» **DESCRIPTION OF THE TASK**
Copy out each line in the items below that contains the word "response".
┌─ RECORDS SUPPLIED
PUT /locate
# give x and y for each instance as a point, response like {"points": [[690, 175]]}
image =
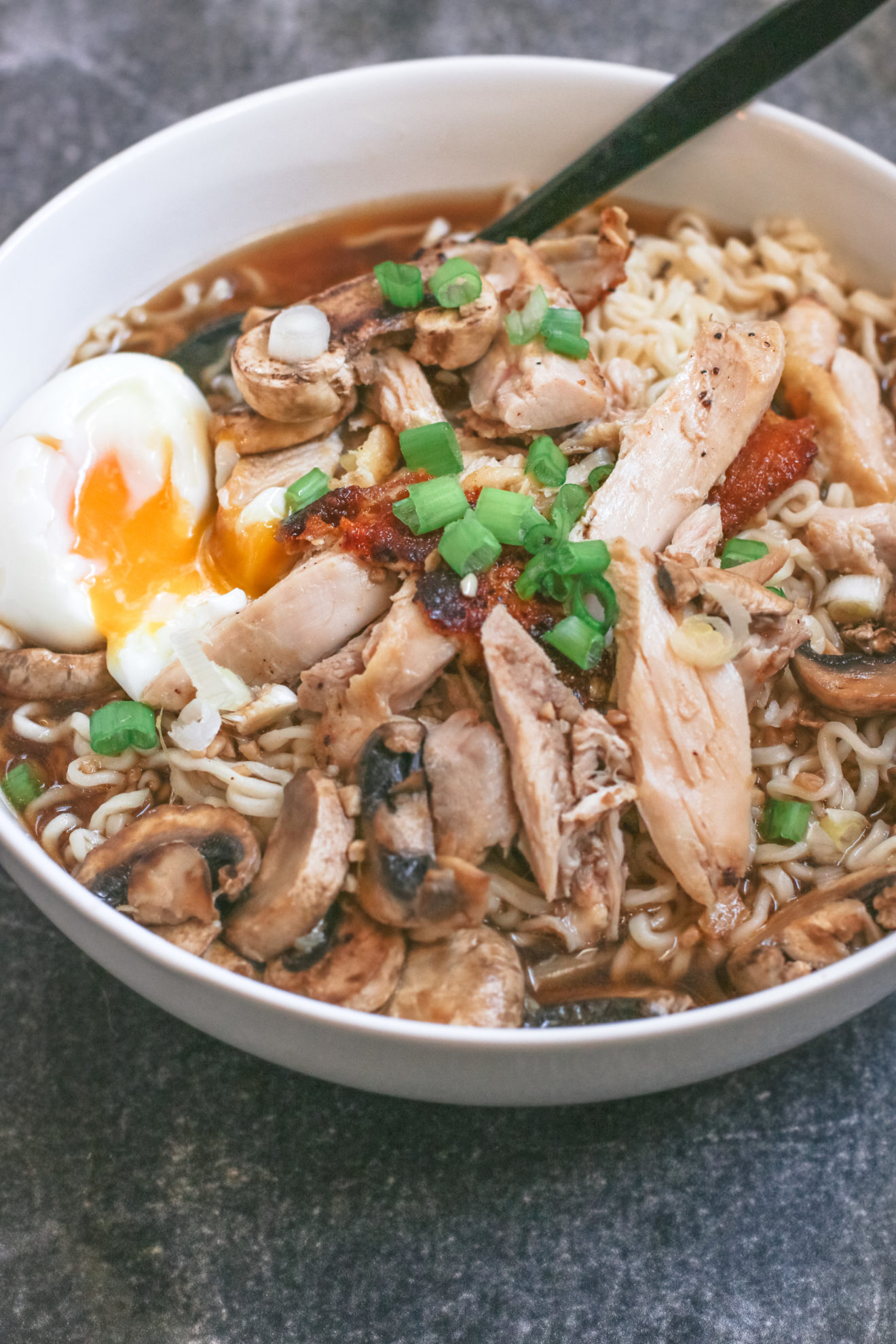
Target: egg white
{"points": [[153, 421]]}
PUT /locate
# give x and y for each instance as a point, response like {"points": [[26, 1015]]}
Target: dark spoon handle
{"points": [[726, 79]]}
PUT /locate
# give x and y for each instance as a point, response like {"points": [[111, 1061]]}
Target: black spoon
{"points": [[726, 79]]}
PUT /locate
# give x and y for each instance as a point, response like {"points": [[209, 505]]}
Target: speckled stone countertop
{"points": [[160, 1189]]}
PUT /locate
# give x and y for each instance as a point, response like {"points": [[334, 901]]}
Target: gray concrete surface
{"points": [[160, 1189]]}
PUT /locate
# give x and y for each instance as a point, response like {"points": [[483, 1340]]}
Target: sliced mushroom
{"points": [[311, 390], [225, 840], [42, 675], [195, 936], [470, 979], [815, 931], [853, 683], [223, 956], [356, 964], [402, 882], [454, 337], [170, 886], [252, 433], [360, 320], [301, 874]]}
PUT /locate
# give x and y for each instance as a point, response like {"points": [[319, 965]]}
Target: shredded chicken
└─
» **REPLY**
# give x and y for each instance as a point, response like {"points": [[690, 175]]}
# give x and y for each instance as a point, response like {"points": [[26, 1015]]}
# give x and y for each instance as a point, response like {"points": [[111, 1061]]}
# give x and y for each instance as a point, response like {"points": [[209, 505]]}
# give x and y for each instance as a point, response like {"points": [[334, 901]]}
# give x and y for each instance as a point, response like {"points": [[483, 1340]]}
# give x and y for each instance as a point, response like {"points": [[319, 965]]}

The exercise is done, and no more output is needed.